> Source passage

The QueryBuilder may not work if you open the web page on a sandboxed server. If you try to use it in this setting, you will receive a warning with the suggestion to download the query-builder-bundle.zip file. Download and extract this file to your local computer, and you can open index.html to run the QueryBuilder locally.

By default, the QueryBuilder is configured to display common fields in the WE1S manifest schema. However, you may have metadata fields in your JSON files that are not part of the schema and will therefore not appear in the dropdown menu. If this is the case, you can easily configure the QueryBuilder for metadata fields since its configuration file is also in JSON format. Just open query-builder/assets/config.js. Copy a section between curly braces and rename the the id and label to your desired field name. The type should be "string", "integer", "boolean", or "date", depending on the type of value that occurs in that metadata category. There are a couple of examples that perform validation (such as for date format) that can be used as models for your own fields. The QueryBuilder is based on jQuery QueryBuilder. See its documentation for more sophisticated forms of customization. We recommend that you make a backup of the schema.js file before modifying it. If find that you have corrupted the format of the format, you can paste it into a JSON validator like jsonlint.com (omitting the var schema = at the beginning) to check for errors.

Module Structure

import
┣ scripts
┃ ┃ ┣ import.py
┃ ┃ ┣ import_tokenizer.py
┃ ┃ ┗ timer.py
┣ query-builder
┃ ┣ assets
┃ ┃ ┣ config
┃ ┃ ┃ ┣ schema.js
┃ ┃ ┣ css
┃ ┃ ┃ ┣ query-builder.default.min.css
┃ ┃ ┃ ┗ tyles.css
┃ ┃ ┣ js
┃ ┃ ┃ ┣ query-builder.standalone.min.js
┃ ┃ ┃ ┗ builder.js
┃ ┣ index.html
┃ ┗ README.md
┣ import.ipynb
┣ query-builder-bundle.zip
┗ README.md

[Excerpts from point annotation data]

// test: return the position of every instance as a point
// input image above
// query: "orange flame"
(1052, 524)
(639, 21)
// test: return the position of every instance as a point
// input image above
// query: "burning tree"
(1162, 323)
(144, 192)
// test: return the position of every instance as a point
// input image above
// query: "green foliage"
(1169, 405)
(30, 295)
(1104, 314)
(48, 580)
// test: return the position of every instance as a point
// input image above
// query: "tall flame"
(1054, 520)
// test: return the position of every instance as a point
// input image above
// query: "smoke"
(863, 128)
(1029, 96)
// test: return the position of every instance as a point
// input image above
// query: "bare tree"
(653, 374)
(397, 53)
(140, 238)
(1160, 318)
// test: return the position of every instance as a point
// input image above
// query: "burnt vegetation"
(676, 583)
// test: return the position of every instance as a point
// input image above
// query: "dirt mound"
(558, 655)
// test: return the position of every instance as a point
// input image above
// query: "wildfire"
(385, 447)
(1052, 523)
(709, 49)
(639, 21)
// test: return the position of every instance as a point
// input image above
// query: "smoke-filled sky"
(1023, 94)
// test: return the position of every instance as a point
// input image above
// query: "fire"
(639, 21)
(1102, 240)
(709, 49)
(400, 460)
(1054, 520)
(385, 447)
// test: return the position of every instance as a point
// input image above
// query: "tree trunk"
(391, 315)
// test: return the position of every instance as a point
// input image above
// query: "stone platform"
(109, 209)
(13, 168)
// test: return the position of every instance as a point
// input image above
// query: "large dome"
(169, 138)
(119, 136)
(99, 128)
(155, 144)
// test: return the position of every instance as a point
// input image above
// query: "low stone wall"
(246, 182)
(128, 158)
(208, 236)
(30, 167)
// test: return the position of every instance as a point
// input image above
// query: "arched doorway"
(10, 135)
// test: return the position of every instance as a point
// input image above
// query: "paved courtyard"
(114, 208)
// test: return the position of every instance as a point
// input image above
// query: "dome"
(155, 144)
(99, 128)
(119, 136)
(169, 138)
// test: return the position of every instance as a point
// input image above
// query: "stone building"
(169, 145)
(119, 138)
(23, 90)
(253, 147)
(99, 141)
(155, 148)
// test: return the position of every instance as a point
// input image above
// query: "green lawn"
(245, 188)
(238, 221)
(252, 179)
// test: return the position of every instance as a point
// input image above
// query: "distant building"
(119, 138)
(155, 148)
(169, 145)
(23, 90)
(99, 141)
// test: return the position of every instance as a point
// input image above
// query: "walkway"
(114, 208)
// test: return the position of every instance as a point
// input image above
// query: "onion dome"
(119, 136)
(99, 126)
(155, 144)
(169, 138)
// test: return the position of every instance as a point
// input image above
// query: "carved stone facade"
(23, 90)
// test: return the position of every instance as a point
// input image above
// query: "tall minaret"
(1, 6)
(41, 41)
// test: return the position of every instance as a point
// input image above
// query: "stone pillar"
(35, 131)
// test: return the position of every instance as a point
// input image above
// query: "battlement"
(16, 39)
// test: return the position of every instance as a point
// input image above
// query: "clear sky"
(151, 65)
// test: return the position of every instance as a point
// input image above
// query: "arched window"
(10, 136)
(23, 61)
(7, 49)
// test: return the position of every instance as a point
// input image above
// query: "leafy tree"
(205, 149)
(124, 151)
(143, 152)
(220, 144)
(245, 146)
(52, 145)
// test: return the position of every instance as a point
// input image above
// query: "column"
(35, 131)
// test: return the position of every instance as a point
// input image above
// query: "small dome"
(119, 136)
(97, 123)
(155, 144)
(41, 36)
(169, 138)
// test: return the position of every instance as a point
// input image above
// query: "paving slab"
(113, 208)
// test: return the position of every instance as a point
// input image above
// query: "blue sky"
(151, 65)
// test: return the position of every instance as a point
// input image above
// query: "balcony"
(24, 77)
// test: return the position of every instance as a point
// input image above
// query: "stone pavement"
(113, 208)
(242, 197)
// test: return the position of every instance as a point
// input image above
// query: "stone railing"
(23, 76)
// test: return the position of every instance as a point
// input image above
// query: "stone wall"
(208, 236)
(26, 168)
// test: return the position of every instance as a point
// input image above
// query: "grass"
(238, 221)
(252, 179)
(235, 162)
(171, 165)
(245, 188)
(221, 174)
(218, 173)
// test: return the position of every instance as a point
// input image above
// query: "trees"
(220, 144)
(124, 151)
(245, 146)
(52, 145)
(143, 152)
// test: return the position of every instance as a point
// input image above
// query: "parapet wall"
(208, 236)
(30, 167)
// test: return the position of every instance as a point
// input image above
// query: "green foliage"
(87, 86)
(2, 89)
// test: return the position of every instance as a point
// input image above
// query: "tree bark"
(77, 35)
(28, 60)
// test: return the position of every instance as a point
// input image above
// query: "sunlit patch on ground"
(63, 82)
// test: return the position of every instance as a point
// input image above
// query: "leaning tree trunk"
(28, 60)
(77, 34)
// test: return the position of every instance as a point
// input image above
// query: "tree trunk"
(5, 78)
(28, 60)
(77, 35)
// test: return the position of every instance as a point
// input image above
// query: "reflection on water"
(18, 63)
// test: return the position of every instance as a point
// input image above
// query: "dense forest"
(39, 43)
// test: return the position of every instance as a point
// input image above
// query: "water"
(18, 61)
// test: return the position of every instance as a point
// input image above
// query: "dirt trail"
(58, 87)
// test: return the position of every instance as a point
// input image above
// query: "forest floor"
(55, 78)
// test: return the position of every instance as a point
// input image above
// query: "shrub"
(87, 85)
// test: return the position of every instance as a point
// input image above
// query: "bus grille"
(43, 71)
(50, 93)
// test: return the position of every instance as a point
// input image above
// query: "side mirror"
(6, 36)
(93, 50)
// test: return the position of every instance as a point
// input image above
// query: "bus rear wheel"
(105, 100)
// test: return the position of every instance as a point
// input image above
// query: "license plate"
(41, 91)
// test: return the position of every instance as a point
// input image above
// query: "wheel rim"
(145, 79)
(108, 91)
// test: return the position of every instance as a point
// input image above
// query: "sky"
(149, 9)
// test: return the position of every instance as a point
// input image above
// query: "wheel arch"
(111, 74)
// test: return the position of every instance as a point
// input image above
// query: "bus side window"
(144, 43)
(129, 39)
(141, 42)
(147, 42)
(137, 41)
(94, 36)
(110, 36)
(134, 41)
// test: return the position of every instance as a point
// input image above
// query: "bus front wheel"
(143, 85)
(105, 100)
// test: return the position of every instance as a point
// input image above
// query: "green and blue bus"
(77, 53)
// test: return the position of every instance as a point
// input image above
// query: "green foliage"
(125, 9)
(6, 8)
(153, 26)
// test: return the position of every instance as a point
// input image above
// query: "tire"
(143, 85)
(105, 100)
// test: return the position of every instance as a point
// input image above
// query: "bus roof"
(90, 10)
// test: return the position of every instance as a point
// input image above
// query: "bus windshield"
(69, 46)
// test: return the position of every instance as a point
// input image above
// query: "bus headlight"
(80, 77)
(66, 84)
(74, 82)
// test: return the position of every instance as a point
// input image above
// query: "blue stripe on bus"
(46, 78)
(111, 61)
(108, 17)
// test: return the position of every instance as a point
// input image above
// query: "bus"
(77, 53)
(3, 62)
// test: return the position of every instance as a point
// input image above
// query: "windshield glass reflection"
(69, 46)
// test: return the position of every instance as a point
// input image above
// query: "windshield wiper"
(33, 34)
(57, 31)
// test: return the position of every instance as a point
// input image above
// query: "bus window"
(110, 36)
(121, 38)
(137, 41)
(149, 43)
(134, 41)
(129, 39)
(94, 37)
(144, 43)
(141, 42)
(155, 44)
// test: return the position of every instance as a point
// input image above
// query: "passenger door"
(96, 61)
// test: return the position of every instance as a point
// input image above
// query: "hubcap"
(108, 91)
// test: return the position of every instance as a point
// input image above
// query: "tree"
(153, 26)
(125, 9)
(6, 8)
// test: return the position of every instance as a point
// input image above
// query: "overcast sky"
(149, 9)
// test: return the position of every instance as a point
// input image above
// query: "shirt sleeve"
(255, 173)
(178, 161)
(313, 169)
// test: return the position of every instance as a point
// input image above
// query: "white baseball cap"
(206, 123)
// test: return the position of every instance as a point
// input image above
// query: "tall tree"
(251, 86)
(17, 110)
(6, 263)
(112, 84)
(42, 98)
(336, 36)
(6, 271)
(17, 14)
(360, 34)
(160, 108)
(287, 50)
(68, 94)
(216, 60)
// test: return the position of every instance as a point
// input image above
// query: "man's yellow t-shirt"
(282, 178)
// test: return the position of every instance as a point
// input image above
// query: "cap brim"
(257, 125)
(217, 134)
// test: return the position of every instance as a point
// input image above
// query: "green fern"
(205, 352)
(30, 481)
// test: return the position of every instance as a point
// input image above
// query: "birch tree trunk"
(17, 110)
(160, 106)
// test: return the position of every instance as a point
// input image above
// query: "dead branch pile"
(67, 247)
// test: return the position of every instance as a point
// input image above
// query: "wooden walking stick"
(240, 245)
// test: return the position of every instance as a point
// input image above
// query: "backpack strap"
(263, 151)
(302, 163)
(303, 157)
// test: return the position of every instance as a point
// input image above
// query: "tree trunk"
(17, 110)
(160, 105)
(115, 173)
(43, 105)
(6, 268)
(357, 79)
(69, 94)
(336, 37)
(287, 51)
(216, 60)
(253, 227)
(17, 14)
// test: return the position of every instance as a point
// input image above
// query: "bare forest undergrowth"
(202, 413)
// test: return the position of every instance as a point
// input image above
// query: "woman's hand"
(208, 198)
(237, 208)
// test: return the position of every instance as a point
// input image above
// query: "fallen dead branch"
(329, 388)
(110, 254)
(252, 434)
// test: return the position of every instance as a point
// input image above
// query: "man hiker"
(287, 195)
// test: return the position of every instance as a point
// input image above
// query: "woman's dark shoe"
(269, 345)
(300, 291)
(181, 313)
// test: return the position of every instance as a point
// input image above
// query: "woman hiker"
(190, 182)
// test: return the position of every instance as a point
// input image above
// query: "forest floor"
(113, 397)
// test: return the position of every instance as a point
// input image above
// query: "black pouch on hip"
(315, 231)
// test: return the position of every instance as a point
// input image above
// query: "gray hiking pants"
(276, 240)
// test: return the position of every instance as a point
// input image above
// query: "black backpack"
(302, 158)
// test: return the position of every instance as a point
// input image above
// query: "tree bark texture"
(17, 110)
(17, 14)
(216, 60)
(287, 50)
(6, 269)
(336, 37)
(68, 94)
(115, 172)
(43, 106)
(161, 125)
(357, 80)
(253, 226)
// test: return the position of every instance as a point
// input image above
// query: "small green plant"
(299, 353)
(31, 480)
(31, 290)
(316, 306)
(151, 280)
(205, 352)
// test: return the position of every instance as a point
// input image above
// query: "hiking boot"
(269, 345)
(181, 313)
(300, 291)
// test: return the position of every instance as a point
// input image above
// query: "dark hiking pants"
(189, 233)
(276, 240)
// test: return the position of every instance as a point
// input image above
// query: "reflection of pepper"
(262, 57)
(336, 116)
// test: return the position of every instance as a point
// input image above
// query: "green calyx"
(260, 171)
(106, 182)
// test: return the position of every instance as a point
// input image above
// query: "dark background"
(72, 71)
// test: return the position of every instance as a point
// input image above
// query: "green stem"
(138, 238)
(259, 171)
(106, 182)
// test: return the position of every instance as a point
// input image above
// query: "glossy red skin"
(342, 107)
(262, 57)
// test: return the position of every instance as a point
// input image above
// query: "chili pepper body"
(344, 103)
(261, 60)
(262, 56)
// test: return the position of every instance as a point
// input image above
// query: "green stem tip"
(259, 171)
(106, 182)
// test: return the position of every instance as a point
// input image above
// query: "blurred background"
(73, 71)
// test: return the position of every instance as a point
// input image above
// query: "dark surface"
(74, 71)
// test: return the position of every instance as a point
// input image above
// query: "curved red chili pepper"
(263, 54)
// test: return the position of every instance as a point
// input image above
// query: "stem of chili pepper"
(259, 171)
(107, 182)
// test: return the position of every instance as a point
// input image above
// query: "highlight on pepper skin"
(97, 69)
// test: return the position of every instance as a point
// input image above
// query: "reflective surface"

> Requests
[1] In the QueryBuilder passage, which file do you open to run the QueryBuilder locally after extracting the bundle?
[2] Restate the QueryBuilder passage between "The QueryBuilder may" and "the QueryBuilder locally.", inclusive, switching "warning" to "notice".

> Solution list
[1] index.html

[2]
The QueryBuilder may not work if you open the web page on a sandboxed server. If you try to use it in this setting, you will receive a notice with the suggestion to download the query-builder-bundle.zip file. Download and extract this file to your local computer, and you can open index.html to run the QueryBuilder locally.